AIM OF THE EXERCISE => Turn every line of the records below into a Markdown table with two columns, No. for the row number and Line for the text, and leave out any blank lines.

━━━━━━━━━━━━━━━━━━━━

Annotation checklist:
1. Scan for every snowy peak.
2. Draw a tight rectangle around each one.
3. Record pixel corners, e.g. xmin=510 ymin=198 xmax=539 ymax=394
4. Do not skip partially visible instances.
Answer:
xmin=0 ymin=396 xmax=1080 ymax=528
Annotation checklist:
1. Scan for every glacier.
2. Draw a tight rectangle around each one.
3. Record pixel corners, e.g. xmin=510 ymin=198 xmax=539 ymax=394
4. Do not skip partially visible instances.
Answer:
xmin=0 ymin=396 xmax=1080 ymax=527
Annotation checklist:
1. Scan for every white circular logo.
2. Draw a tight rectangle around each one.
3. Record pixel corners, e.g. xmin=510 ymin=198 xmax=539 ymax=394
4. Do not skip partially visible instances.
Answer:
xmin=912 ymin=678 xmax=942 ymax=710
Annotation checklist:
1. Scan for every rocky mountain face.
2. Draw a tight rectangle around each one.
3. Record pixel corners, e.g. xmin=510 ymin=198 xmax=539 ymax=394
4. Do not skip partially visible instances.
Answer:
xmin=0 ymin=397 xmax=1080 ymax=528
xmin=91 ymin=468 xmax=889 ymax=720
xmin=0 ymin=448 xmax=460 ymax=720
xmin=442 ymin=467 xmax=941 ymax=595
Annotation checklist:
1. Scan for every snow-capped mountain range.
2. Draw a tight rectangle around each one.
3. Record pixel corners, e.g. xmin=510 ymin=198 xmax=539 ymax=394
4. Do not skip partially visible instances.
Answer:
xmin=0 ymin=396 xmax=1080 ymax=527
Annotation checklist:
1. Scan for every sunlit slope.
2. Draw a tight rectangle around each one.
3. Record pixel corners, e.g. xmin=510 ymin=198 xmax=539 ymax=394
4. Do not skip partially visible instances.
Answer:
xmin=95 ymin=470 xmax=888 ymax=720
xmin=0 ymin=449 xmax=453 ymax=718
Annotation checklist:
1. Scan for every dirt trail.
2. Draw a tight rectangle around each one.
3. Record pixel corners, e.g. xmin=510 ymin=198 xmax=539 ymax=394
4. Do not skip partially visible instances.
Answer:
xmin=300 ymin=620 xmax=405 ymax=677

━━━━━━━━━━━━━━━━━━━━

TASK ANSWER =>
| No. | Line |
|---|---|
| 1 | Annotation checklist: |
| 2 | 1. Scan for every snowy peak. |
| 3 | 2. Draw a tight rectangle around each one. |
| 4 | 3. Record pixel corners, e.g. xmin=510 ymin=198 xmax=539 ymax=394 |
| 5 | 4. Do not skip partially visible instances. |
| 6 | Answer: |
| 7 | xmin=0 ymin=396 xmax=1080 ymax=528 |
| 8 | Annotation checklist: |
| 9 | 1. Scan for every glacier. |
| 10 | 2. Draw a tight rectangle around each one. |
| 11 | 3. Record pixel corners, e.g. xmin=510 ymin=198 xmax=539 ymax=394 |
| 12 | 4. Do not skip partially visible instances. |
| 13 | Answer: |
| 14 | xmin=0 ymin=396 xmax=1080 ymax=527 |
| 15 | Annotation checklist: |
| 16 | 1. Scan for every white circular logo. |
| 17 | 2. Draw a tight rectangle around each one. |
| 18 | 3. Record pixel corners, e.g. xmin=510 ymin=198 xmax=539 ymax=394 |
| 19 | 4. Do not skip partially visible instances. |
| 20 | Answer: |
| 21 | xmin=912 ymin=678 xmax=942 ymax=710 |
| 22 | Annotation checklist: |
| 23 | 1. Scan for every rocky mountain face. |
| 24 | 2. Draw a tight rectangle around each one. |
| 25 | 3. Record pixel corners, e.g. xmin=510 ymin=198 xmax=539 ymax=394 |
| 26 | 4. Do not skip partially visible instances. |
| 27 | Answer: |
| 28 | xmin=0 ymin=397 xmax=1080 ymax=528 |
| 29 | xmin=91 ymin=468 xmax=889 ymax=720 |
| 30 | xmin=0 ymin=448 xmax=460 ymax=720 |
| 31 | xmin=442 ymin=467 xmax=941 ymax=595 |
| 32 | Annotation checklist: |
| 33 | 1. Scan for every snow-capped mountain range. |
| 34 | 2. Draw a tight rectangle around each one. |
| 35 | 3. Record pixel corners, e.g. xmin=510 ymin=198 xmax=539 ymax=394 |
| 36 | 4. Do not skip partially visible instances. |
| 37 | Answer: |
| 38 | xmin=0 ymin=396 xmax=1080 ymax=527 |
| 39 | Annotation checklist: |
| 40 | 1. Scan for every sunlit slope. |
| 41 | 2. Draw a tight rectangle around each one. |
| 42 | 3. Record pixel corners, e.g. xmin=510 ymin=198 xmax=539 ymax=394 |
| 43 | 4. Do not skip partially visible instances. |
| 44 | Answer: |
| 45 | xmin=95 ymin=470 xmax=888 ymax=720 |
| 46 | xmin=0 ymin=449 xmax=453 ymax=718 |
| 47 | Annotation checklist: |
| 48 | 1. Scan for every dirt trail. |
| 49 | 2. Draw a tight rectangle around each one. |
| 50 | 3. Record pixel corners, e.g. xmin=510 ymin=198 xmax=539 ymax=394 |
| 51 | 4. Do not skip partially visible instances. |
| 52 | Answer: |
| 53 | xmin=300 ymin=620 xmax=405 ymax=677 |